Task objective: Reproduce all lines of the listing below in which the word "shrub" occurs.

Dataset records:
----------
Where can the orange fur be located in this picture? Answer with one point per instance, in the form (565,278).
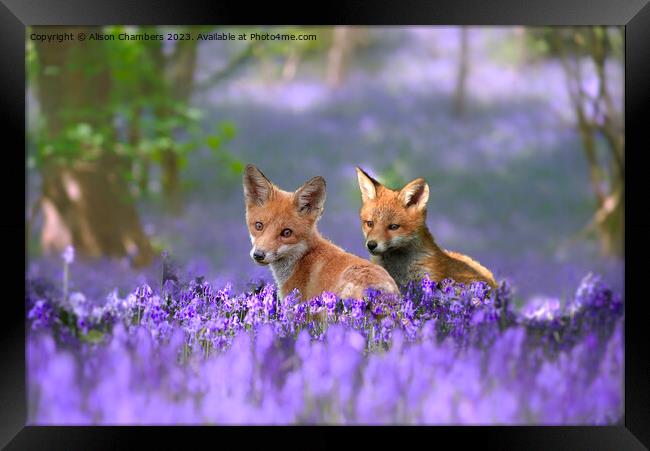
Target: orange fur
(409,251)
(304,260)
----------
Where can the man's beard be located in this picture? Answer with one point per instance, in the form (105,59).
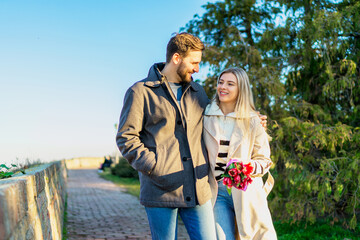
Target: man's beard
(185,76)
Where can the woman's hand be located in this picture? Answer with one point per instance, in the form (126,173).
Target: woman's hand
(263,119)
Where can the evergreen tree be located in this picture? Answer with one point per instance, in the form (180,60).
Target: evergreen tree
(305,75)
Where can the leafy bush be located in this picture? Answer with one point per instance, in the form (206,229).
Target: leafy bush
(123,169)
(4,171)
----------
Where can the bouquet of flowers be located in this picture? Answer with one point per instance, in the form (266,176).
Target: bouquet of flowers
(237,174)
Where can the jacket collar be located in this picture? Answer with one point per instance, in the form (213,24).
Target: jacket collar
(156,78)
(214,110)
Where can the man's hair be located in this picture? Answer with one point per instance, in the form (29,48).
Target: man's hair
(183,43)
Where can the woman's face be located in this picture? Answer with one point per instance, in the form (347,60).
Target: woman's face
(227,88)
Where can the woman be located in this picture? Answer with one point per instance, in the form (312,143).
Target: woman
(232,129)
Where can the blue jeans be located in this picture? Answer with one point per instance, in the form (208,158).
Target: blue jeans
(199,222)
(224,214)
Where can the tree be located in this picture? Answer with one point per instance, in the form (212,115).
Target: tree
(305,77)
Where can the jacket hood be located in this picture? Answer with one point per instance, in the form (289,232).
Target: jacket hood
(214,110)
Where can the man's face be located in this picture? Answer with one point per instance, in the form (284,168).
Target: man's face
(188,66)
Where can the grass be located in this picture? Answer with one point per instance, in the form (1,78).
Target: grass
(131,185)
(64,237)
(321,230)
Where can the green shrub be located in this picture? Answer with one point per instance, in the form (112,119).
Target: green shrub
----------
Problem solution:
Where can the green shrub be located in this picture? Answer with one point per instance, in the form (112,119).
Target: green shrub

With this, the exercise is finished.